» **STATED TASK**: Count the lines below that contain the string "potted", and reply with that number alone.

============================================================

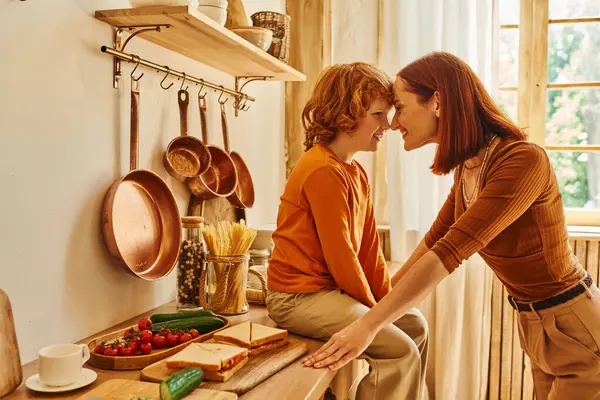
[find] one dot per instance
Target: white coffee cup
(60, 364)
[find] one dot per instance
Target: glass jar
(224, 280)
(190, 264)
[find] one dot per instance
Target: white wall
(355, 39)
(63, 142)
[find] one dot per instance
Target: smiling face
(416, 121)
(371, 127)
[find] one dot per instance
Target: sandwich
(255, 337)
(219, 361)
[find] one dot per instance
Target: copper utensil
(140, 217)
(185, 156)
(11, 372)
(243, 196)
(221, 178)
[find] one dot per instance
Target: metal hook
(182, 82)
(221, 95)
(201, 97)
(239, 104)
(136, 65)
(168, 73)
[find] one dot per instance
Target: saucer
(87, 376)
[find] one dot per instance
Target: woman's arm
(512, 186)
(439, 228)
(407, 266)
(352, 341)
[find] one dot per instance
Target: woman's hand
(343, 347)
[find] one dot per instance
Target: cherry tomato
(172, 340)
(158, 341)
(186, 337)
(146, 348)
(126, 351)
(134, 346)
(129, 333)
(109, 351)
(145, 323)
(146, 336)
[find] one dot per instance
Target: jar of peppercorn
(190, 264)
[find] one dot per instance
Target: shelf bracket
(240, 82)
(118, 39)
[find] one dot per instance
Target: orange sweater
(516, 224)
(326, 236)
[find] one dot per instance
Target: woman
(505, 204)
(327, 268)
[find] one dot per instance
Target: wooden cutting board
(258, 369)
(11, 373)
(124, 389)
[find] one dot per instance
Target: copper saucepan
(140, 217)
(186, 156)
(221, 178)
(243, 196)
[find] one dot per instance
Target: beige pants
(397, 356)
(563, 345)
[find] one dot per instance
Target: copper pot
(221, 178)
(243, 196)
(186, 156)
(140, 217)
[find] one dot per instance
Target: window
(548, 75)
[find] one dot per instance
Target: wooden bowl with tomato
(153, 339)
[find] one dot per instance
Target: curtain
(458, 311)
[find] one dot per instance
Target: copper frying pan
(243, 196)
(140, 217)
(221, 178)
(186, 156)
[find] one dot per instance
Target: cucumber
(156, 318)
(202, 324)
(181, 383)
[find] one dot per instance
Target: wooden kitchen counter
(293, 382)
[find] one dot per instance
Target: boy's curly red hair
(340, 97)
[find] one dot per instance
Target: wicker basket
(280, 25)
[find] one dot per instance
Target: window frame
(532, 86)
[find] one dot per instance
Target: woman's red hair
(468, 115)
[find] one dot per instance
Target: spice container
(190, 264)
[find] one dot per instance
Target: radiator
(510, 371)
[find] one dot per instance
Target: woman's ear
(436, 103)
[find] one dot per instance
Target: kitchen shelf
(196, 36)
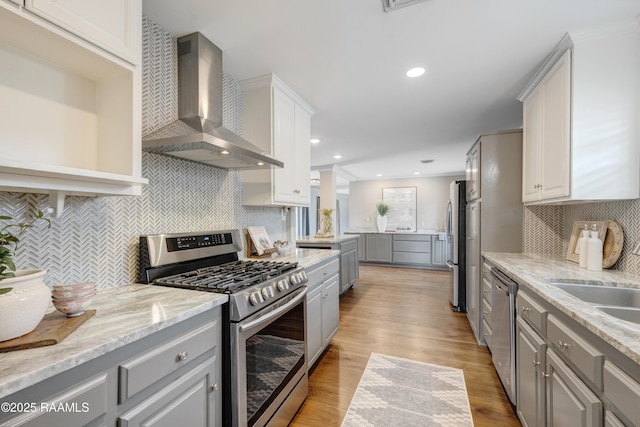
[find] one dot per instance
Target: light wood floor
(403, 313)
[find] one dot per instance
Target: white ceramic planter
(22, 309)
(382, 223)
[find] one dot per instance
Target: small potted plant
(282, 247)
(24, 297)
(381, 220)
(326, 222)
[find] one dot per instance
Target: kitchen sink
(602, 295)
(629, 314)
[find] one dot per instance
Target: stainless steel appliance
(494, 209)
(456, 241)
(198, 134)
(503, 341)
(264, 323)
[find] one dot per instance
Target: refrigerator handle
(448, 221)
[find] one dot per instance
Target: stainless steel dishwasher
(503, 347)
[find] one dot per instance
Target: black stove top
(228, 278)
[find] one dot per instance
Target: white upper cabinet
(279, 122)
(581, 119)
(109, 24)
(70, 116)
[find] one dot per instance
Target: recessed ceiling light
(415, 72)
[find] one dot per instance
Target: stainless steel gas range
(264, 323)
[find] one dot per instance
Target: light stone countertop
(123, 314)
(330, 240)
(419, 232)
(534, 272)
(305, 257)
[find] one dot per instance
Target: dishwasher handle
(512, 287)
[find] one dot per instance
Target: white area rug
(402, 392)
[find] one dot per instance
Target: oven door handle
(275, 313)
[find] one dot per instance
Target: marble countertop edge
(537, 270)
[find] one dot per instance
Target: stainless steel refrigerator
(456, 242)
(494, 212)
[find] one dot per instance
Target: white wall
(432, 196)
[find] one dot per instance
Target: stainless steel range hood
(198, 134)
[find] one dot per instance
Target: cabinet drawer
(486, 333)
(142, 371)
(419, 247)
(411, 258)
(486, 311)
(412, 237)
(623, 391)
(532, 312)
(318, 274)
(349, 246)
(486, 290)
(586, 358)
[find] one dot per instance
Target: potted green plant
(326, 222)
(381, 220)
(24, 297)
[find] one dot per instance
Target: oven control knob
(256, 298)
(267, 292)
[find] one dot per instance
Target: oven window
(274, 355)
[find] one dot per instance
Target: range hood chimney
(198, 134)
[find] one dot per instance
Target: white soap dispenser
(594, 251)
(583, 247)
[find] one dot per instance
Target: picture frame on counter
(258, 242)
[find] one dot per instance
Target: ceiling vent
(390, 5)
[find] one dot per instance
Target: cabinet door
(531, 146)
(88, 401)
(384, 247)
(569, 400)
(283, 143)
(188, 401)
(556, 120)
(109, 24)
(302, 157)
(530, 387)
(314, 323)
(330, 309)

============================================================

» **WORKED SOLUTION**: 2